= Text =
..........

It all came out then. A girl I’d gone to high school with had seen me go into the gay club one night and had told my cousin, who told my aunt, who told my mom. My mother had gone into my room and found Jason’s name and number written on the back of a cocktail napkin inside the drawer of my nightstand.

“How can you let a man touch you?” My father asked in disgust.

I didn’t have an answer.

“Do you have somewhere you can go?” My mother asked.

“Are you kicking me out?” I asked, terrified. I knew they wouldn’t like it, but I didn’t think even my parents could kick me out for being gay.

My father intervened. “No one is kicking you out.” He said.

Instead, they took away my phone. They forbid me to leave the house except to go to school. I wasn’t allowed to talk to Sara, or to anyone. I was grounded. For the first night in my life, my mother didn’t tell me that she loved me before she went to bed.

..........

= Record set =
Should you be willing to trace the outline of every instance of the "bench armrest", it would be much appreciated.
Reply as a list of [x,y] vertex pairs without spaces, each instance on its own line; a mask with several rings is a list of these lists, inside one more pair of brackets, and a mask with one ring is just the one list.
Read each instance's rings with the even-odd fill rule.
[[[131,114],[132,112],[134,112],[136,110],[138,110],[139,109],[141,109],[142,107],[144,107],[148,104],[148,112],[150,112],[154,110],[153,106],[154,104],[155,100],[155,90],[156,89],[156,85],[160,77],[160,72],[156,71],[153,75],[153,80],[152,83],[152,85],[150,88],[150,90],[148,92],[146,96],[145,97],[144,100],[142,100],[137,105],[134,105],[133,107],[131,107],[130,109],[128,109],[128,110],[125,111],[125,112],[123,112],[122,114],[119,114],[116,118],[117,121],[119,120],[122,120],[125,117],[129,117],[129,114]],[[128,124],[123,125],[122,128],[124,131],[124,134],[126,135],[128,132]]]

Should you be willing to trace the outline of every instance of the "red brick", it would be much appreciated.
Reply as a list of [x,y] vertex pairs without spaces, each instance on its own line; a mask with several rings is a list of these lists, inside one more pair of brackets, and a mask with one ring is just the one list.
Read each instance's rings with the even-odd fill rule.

..........

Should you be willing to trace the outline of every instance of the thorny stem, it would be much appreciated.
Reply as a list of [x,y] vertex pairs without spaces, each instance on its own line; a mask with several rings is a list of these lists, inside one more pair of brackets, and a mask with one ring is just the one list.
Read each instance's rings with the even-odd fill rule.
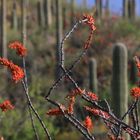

..........

= About this exercise =
Quote the passage about the parents' reaction, from "My father intervened." to "went to bed.".

= Completed task =
My father intervened. “No one is kicking you out.” He said.

Instead, they took away my phone. They forbid me to leave the house except to go to school. I wasn’t allowed to talk to Sara, or to anyone. I was grounded. For the first night in my life, my mother didn’t tell me that she loved me before she went to bed.